» EXERCISE MATERIAL
▼
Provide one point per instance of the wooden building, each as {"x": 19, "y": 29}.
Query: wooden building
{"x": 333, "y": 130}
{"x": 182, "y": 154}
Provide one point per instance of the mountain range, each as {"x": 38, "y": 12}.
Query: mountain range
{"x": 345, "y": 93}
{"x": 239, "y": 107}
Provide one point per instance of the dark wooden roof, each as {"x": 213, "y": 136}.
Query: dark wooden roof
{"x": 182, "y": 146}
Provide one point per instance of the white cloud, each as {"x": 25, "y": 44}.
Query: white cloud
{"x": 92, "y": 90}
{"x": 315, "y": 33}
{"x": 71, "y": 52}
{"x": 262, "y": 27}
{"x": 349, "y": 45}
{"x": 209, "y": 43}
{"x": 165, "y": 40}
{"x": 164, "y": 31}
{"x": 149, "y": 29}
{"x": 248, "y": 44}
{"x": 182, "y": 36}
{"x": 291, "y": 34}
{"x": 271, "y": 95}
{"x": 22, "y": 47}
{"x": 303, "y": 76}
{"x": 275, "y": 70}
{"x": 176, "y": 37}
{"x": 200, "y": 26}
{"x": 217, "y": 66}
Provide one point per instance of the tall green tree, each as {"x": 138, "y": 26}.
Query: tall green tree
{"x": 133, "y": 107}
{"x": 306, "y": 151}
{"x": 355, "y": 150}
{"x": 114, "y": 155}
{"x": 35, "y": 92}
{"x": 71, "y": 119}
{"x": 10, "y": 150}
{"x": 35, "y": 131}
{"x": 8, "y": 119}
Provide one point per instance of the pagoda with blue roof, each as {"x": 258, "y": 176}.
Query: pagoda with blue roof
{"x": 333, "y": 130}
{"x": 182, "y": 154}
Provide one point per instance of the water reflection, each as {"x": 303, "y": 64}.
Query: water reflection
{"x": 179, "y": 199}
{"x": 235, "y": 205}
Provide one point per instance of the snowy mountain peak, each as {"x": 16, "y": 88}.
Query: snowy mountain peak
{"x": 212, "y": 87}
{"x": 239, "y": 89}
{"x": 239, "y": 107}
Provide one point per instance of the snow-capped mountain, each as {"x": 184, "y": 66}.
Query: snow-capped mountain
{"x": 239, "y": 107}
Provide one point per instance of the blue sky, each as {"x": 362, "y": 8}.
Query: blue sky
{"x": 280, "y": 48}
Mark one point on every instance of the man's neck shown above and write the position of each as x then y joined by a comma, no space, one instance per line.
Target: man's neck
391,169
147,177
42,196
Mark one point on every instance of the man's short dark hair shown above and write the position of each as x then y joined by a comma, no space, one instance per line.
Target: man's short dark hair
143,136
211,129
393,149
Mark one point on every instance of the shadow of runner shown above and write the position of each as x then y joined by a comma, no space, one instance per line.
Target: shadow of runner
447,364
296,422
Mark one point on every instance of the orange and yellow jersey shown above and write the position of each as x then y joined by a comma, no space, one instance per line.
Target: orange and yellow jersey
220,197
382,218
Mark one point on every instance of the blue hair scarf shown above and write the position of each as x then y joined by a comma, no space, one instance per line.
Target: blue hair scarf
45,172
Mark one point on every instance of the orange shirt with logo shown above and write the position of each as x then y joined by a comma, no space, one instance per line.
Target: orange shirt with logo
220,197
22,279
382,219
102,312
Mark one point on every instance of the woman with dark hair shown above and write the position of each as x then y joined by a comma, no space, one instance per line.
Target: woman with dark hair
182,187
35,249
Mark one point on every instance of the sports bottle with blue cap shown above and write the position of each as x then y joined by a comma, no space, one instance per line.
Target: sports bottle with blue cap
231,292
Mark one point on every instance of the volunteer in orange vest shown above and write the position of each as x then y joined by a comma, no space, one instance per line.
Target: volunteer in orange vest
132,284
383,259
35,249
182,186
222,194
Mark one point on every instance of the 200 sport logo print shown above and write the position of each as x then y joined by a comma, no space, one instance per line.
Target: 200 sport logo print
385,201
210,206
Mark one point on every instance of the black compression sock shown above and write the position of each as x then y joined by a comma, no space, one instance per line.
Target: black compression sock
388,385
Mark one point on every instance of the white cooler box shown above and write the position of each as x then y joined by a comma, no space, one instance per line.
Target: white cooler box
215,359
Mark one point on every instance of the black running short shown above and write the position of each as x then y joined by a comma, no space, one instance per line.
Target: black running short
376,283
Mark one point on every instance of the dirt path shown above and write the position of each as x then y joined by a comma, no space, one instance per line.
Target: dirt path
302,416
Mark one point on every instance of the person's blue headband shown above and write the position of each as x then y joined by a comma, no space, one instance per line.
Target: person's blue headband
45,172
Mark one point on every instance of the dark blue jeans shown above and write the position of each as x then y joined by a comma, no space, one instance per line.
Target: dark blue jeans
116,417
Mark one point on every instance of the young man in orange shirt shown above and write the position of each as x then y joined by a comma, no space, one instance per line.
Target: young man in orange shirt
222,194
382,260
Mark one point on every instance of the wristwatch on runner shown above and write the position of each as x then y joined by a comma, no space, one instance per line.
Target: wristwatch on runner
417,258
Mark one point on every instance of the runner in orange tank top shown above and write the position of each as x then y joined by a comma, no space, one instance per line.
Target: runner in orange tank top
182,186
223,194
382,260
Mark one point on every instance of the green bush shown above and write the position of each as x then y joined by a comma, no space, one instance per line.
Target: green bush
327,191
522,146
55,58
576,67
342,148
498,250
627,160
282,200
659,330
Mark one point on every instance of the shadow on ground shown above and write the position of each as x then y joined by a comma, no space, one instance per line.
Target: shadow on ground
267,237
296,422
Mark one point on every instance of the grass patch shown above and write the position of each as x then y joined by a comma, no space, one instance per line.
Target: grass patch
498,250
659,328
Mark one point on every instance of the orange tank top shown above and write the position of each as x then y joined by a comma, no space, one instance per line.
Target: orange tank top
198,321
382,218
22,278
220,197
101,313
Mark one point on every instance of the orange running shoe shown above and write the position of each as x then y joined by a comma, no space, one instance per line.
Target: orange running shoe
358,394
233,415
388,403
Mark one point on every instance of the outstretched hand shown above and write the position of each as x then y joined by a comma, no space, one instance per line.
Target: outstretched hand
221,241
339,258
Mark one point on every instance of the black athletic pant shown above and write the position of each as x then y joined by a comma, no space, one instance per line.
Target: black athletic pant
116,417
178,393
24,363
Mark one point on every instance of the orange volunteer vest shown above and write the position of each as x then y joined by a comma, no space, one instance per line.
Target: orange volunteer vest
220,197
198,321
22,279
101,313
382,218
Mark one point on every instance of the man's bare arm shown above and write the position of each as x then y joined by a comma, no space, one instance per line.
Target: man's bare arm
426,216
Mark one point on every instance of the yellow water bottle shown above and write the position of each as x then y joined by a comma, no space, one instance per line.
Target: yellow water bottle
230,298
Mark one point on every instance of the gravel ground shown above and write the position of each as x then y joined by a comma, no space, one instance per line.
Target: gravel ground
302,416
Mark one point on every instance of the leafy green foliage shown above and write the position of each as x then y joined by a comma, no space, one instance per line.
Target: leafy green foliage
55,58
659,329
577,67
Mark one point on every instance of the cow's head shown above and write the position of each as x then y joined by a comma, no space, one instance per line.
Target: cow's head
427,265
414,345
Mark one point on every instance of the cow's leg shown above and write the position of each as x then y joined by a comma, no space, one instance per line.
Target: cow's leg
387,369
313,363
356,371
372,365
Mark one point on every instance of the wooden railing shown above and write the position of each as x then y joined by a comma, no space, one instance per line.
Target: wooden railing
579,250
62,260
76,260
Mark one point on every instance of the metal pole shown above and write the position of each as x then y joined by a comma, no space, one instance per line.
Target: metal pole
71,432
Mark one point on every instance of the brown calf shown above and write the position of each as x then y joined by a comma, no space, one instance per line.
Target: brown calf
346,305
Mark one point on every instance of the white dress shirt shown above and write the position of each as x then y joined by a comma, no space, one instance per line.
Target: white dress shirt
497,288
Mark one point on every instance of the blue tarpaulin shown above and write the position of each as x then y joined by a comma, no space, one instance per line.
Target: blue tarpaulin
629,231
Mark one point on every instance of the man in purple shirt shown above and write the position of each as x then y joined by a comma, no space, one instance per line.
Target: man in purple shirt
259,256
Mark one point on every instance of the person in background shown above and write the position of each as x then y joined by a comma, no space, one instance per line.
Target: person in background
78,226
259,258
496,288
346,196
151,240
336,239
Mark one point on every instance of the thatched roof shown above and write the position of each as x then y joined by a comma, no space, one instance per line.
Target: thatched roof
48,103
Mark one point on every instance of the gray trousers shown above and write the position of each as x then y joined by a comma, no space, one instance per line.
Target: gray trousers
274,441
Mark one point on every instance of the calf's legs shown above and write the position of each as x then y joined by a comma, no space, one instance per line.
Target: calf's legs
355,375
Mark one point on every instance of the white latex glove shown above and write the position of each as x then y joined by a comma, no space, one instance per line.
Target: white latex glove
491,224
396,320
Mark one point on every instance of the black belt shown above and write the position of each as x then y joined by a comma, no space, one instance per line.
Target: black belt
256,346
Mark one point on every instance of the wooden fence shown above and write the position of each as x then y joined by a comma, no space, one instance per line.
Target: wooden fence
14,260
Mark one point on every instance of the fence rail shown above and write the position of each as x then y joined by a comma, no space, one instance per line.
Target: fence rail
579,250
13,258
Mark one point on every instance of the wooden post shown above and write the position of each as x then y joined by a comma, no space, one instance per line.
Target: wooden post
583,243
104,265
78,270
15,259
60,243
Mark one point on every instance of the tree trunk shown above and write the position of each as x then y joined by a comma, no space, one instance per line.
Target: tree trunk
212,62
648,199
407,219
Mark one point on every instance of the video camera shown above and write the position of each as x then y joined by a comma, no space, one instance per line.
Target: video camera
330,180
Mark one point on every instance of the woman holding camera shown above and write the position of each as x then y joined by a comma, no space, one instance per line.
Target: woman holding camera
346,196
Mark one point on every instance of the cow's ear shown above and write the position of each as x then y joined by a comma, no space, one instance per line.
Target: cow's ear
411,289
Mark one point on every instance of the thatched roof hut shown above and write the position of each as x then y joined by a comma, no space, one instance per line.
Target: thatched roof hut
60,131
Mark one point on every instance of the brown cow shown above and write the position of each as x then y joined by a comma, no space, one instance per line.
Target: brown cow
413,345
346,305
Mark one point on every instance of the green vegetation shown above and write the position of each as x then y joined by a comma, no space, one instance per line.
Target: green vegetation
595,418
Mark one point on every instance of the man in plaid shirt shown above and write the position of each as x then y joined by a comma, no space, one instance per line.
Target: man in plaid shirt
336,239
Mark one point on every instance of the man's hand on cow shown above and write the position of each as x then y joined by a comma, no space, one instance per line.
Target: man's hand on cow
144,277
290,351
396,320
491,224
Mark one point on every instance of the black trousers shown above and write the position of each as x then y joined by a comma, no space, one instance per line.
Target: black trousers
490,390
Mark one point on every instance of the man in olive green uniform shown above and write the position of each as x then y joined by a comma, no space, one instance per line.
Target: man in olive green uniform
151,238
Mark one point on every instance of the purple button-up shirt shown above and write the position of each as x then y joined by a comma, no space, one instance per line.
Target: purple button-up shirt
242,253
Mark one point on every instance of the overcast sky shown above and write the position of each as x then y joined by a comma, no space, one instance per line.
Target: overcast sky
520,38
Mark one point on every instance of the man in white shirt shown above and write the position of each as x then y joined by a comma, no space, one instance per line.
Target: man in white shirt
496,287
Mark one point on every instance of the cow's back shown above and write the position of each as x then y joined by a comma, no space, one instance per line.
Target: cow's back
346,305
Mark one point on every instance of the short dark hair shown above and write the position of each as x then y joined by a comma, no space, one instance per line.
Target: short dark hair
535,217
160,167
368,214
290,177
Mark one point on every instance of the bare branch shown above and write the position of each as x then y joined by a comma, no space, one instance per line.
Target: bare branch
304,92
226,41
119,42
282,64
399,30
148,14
▲
Lines above that contain the string "Provide" make up the answer.

» RESPONSE AREA
Provide one point per instance of the wooden building, each as {"x": 19, "y": 29}.
Provide one point per instance of the mountain range, each as {"x": 38, "y": 12}.
Provide one point per instance of the dark wooden roof, each as {"x": 213, "y": 136}.
Provide one point per instance of the white cloud, each as {"x": 25, "y": 44}.
Provide one point per instance of the tall green tree, each as {"x": 138, "y": 26}.
Provide one point per instance of the pagoda with blue roof, each as {"x": 258, "y": 176}.
Provide one point per instance of the water reflection, each as {"x": 303, "y": 64}.
Provide one point per instance of the snowy mountain peak, each as {"x": 16, "y": 88}.
Provide one point per instance of the snow-capped mountain, each as {"x": 184, "y": 66}.
Provide one point per instance of the blue sky, each as {"x": 362, "y": 8}.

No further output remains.